Problem statement:
Reproduce the page excerpt about FASA's October events word for word.

Barrio Fiesta (Oct. 19)

Members of FASA also came out to support the Philippine American Association of North Carolina, Inc., or PAANC, in their annual event, Barrio Fiesta. At this local event, families from all around the state joined together in an evening of fun, food and fellowship. Proceeds went to the 2021 Carolina Medical Mission, a humanitarian project that aims to provide free medical services to disadvantaged individuals in rural Philippines.

Social #2: Cocoa and Karaoke (Oct. 25)

To celebrate the cooler weather, FASA hosted a hot cocoa and karaoke social. Members were encouraged to bring their own mug and de-stress with a hot cup of cocoa. Since karaoke is one of the most common essentials in Filipino parties, members got to sing their hearts out to their favorite tunes.

Pera Para sa PUSO: Charity Ball (Oct. 26)

FASA at NC State also attended the Pera Para sa Puso Charity Ball, the first of its kind hosted by FASA at UNC-Greensboro. FASA members at NC State got to dress up and join FASA at UNC-G for an evening of guest performances, dancing and prizes. All proceeds went to the PUSO Foundation, a project that provides basic life necessities or facilitate extracurricular activities to inspire hope in others throughout the world.

Recorded information:

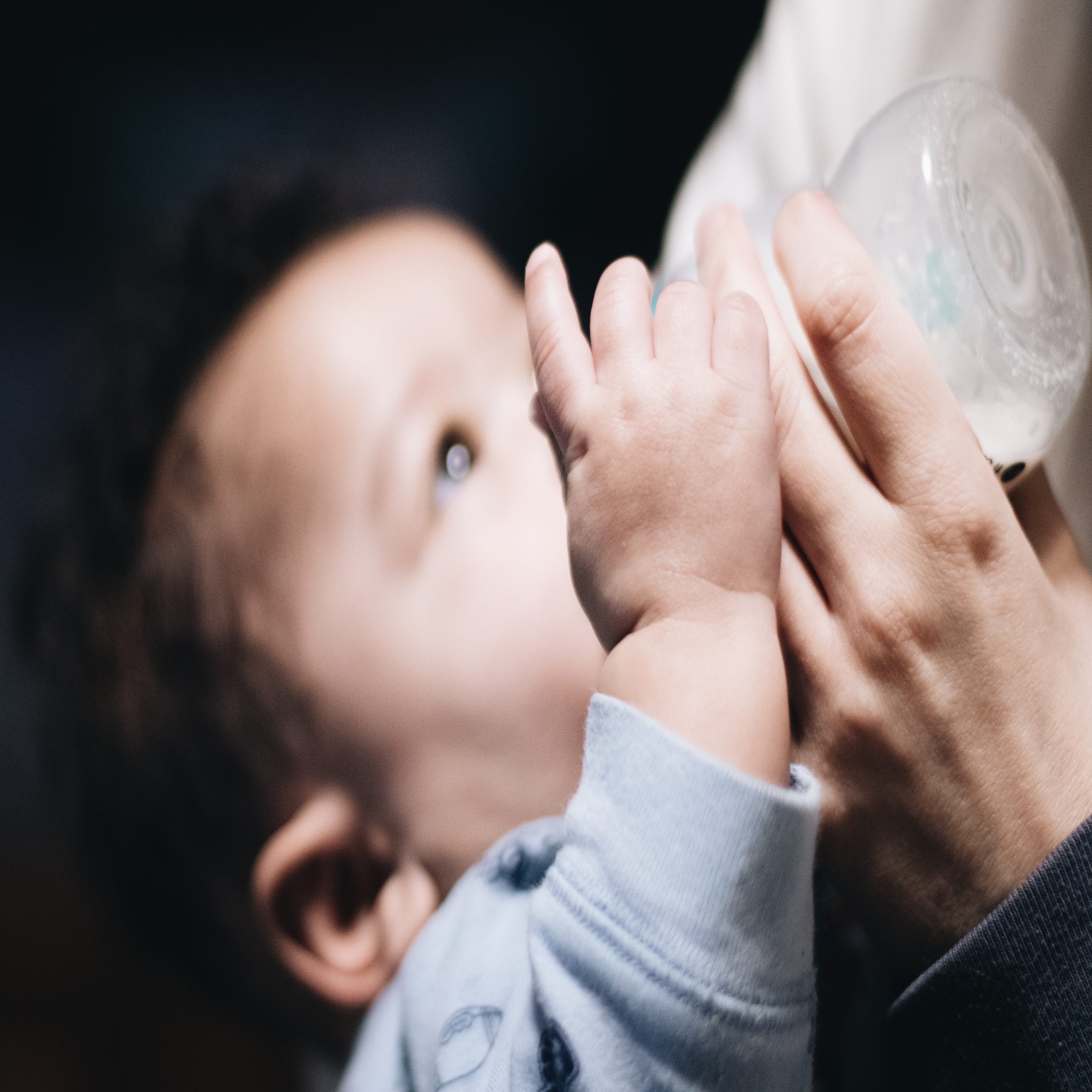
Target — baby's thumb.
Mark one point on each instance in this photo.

Reply:
Barrio Fiesta (Oct. 19)

Members of FASA also came out to support the Philippine American Association of North Carolina, Inc., or PAANC, in their annual event, Barrio Fiesta. At this local event, families from all around the state joined together in an evening of fun, food and fellowship. Proceeds went to the 2021 Carolina Medical Mission, a humanitarian project that aims to provide free medical services to disadvantaged individuals in rural Philippines.

Social #2: Cocoa and Karaoke (Oct. 25)

To celebrate the cooler weather, FASA hosted a hot cocoa and karaoke social. Members were encouraged to bring their own mug and de-stress with a hot cup of cocoa. Since karaoke is one of the most common essentials in Filipino parties, members got to sing their hearts out to their favorite tunes.

Pera Para sa PUSO: Charity Ball (Oct. 26)

FASA at NC State also attended the Pera Para sa Puso Charity Ball, the first of its kind hosted by FASA at UNC-Greensboro. FASA members at NC State got to dress up and join FASA at UNC-G for an evening of guest performances, dancing and prizes. All proceeds went to the PUSO Foundation, a project that provides basic life necessities or facilitate extracurricular activities to inspire hope in others throughout the world.